▸ **Your goal**
Using the records below, output the stretch that opens with the line containing "# point at: grassy hill" and closes with the line containing "# point at: tree (one", exactly and including both lines, with nothing more.

··· Data shown

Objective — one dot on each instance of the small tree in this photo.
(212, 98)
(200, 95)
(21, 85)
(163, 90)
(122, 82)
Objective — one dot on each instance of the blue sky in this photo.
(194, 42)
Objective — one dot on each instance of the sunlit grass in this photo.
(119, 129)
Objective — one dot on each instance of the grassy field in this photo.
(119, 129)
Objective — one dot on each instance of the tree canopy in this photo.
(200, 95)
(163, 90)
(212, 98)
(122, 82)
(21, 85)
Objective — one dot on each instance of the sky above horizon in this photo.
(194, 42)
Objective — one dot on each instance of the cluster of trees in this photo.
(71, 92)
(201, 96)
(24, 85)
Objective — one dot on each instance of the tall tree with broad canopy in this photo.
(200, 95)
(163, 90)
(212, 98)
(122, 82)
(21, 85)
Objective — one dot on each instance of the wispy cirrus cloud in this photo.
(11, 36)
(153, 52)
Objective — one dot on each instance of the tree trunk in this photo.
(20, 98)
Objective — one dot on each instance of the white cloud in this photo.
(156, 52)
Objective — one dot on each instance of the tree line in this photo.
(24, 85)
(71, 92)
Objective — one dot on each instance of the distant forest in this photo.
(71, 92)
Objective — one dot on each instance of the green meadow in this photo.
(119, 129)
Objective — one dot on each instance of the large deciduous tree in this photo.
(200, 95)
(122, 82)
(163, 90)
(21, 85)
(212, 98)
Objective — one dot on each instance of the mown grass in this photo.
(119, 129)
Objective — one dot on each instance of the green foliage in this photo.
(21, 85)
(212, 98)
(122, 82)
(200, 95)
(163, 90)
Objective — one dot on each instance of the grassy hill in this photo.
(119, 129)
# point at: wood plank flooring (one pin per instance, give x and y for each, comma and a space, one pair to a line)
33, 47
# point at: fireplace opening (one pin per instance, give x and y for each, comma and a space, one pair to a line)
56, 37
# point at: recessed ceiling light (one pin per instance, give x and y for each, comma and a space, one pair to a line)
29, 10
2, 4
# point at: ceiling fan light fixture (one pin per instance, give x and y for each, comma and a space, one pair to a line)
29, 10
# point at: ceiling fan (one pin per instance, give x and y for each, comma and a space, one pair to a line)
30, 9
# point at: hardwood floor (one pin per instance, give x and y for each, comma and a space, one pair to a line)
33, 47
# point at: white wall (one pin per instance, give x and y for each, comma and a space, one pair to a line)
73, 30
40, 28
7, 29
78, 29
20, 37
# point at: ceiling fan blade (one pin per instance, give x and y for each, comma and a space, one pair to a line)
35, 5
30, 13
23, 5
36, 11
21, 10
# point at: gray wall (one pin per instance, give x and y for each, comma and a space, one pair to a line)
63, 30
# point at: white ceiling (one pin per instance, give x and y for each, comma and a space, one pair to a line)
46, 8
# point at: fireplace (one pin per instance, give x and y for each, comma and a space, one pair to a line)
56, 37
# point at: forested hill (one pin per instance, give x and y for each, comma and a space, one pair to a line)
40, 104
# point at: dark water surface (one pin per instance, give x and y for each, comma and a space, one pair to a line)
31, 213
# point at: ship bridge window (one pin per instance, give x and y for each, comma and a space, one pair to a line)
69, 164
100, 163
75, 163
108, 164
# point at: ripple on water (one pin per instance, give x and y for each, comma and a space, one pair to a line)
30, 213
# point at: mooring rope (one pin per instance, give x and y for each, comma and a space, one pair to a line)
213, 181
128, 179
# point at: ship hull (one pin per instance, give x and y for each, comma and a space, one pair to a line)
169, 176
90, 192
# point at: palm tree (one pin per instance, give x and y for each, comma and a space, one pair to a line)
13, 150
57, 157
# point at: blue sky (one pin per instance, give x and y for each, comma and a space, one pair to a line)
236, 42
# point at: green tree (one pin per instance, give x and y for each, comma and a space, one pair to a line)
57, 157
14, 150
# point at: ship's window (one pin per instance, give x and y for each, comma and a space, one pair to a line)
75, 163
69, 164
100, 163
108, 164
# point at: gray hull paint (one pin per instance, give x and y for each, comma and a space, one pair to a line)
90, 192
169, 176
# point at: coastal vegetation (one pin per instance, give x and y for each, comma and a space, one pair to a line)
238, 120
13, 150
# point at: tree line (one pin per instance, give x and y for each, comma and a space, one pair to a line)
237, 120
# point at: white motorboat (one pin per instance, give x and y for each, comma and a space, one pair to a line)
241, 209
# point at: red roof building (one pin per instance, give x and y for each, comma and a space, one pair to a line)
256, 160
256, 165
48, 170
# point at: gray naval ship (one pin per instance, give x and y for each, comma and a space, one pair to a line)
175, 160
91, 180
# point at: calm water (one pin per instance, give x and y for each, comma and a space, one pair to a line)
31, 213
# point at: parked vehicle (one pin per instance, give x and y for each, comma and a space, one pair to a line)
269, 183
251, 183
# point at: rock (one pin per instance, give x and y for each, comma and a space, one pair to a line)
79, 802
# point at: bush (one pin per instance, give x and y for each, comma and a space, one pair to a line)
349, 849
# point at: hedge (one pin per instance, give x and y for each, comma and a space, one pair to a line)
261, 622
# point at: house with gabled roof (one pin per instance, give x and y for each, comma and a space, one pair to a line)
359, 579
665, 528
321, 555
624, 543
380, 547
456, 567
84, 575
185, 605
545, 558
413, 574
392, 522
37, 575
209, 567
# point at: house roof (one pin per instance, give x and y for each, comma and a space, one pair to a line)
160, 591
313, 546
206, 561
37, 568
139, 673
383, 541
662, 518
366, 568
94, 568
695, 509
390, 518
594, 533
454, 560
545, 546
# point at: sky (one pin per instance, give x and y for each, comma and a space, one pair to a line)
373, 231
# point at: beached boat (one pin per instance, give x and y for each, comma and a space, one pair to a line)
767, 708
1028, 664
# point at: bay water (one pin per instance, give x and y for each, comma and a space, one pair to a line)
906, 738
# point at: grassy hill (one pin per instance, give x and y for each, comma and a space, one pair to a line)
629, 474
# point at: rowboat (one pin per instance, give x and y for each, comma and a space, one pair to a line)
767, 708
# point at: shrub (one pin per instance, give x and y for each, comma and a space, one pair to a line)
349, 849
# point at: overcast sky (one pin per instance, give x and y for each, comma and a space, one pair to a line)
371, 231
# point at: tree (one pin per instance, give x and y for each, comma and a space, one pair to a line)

······
··· Data shown

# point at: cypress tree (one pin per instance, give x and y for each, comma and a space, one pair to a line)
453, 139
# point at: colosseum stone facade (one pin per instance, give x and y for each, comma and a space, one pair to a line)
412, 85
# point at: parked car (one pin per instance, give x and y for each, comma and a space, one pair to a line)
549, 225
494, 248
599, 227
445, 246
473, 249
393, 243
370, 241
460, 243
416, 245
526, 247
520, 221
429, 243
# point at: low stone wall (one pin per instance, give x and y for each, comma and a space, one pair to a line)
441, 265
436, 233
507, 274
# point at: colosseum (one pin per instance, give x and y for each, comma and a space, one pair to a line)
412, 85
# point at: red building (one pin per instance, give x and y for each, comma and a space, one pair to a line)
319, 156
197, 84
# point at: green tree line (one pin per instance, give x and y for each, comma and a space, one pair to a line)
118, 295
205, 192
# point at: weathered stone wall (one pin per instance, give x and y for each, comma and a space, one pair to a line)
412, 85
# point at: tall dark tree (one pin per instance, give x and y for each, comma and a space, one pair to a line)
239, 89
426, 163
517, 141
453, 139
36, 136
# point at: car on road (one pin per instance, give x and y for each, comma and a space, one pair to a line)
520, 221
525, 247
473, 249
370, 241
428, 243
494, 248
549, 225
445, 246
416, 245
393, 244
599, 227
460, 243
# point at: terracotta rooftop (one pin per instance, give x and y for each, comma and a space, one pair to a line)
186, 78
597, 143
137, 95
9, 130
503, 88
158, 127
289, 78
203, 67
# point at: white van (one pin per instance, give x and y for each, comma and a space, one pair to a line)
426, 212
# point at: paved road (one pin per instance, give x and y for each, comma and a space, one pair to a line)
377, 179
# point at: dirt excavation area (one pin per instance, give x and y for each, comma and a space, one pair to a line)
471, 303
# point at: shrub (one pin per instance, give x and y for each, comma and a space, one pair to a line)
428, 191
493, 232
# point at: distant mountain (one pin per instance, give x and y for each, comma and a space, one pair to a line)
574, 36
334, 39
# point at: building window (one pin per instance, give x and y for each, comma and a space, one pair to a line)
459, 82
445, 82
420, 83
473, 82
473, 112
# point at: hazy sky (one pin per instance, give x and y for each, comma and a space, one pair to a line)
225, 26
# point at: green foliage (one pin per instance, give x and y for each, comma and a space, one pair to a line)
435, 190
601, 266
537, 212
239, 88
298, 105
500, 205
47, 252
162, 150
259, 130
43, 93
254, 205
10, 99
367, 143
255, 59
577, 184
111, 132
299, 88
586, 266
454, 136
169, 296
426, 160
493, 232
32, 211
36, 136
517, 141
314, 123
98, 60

······
··· Data shown

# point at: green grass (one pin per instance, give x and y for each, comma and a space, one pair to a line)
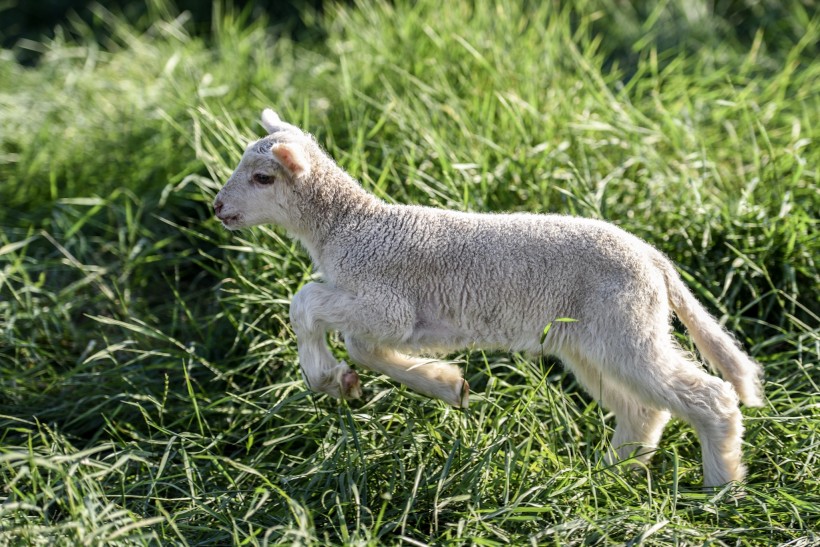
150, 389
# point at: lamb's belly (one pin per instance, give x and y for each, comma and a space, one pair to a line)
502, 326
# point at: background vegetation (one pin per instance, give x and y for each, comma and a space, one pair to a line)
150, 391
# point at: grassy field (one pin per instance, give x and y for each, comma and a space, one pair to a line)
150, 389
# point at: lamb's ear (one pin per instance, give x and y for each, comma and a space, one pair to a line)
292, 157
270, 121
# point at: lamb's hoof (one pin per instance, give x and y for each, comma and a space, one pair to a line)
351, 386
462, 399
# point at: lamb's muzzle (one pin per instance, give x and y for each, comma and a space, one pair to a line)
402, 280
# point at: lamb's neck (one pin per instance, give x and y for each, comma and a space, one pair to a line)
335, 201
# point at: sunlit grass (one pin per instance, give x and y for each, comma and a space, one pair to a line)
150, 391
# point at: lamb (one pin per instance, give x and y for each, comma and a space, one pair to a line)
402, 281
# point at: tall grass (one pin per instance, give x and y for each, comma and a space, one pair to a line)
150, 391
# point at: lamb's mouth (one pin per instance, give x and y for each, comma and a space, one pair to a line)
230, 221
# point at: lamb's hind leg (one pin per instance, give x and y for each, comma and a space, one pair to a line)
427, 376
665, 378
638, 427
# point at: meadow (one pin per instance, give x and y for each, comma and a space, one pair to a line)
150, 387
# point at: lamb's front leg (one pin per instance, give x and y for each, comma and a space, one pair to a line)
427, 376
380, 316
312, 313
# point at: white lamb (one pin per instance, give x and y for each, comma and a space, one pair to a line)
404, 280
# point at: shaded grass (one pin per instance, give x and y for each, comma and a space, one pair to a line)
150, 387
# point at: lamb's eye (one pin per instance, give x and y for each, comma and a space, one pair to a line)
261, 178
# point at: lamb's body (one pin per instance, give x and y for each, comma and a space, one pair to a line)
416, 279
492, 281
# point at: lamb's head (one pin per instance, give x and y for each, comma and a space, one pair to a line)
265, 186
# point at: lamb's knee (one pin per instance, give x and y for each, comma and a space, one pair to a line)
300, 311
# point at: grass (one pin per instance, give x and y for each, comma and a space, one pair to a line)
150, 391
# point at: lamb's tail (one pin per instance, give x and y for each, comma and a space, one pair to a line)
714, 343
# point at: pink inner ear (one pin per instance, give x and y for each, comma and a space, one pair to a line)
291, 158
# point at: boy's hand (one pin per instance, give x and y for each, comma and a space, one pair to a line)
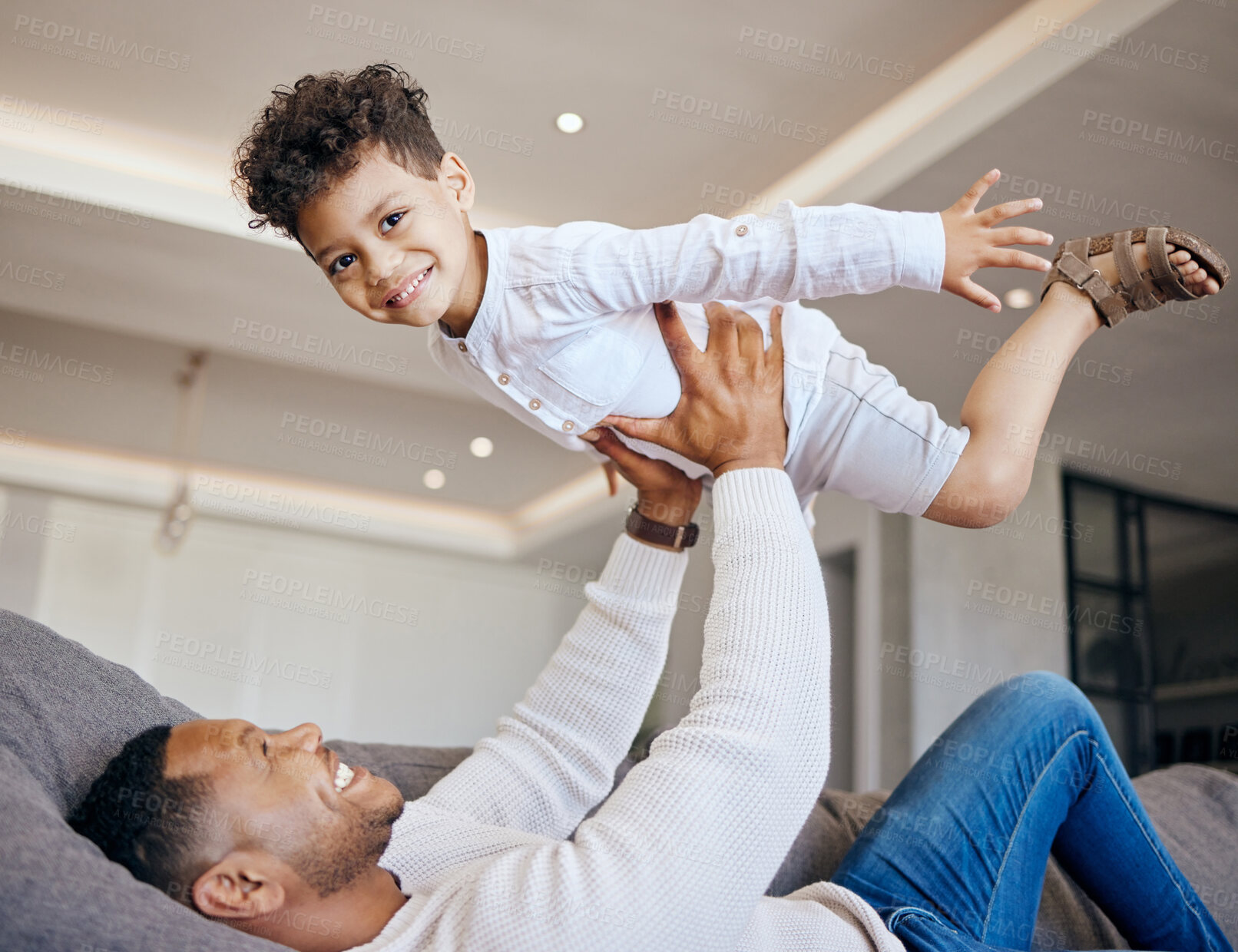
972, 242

······

▸ **Answer section**
# point at: grassy hill (one pin per instance, give x and y for each, comma and a space, one pair to a line)
629, 474
# point at: rowboat (one pin per instance, give x and y for each, comma and a space, one pair to a line)
767, 708
# point at: shrub (one pin per instance, give x and y for each, comma and a space, one pair to a line)
349, 849
# point at: overcast sky (one pin per instance, give x and y for each, comma and a space, one pair to a line)
371, 231
# point at: tree (one pin per instance, give x and y for each, comma and a space, one pair to a line)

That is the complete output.